▶ Task requirements
At the line containing "Please mark the wooden", begin retyping, and stop after the last line of the data; add nothing.

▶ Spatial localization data
_ _ _ _

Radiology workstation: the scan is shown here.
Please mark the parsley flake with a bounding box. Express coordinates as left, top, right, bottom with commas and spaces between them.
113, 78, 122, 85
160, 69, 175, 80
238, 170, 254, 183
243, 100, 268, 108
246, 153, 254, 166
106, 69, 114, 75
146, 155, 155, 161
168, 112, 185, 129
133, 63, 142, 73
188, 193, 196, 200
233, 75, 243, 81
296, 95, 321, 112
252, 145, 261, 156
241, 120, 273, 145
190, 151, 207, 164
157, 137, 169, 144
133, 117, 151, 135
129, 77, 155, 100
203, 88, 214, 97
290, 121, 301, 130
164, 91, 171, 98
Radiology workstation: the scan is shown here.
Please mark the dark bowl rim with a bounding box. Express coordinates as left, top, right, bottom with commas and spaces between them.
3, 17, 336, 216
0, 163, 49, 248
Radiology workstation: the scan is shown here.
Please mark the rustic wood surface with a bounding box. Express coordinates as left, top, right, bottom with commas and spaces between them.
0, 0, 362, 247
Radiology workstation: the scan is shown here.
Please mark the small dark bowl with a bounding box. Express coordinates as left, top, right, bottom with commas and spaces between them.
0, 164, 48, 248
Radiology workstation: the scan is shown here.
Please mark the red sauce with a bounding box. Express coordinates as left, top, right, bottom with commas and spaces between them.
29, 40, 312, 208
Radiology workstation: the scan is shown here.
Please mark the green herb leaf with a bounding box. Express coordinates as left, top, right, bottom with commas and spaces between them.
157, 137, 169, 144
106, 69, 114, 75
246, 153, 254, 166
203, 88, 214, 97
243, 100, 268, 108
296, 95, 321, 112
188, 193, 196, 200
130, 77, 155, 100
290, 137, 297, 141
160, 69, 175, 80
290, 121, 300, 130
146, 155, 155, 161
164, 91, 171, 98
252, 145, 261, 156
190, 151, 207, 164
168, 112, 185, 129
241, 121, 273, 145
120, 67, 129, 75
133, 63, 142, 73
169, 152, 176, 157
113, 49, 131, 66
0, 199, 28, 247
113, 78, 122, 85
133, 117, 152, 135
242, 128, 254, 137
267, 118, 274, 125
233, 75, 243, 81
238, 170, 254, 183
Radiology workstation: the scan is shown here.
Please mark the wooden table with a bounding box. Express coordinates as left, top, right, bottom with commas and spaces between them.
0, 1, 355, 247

_ _ _ _

▶ Written solution
Please mark the wooden table with a bounding box. Express coordinates as left, top, right, bottom with commas and spaces between them.
0, 1, 355, 247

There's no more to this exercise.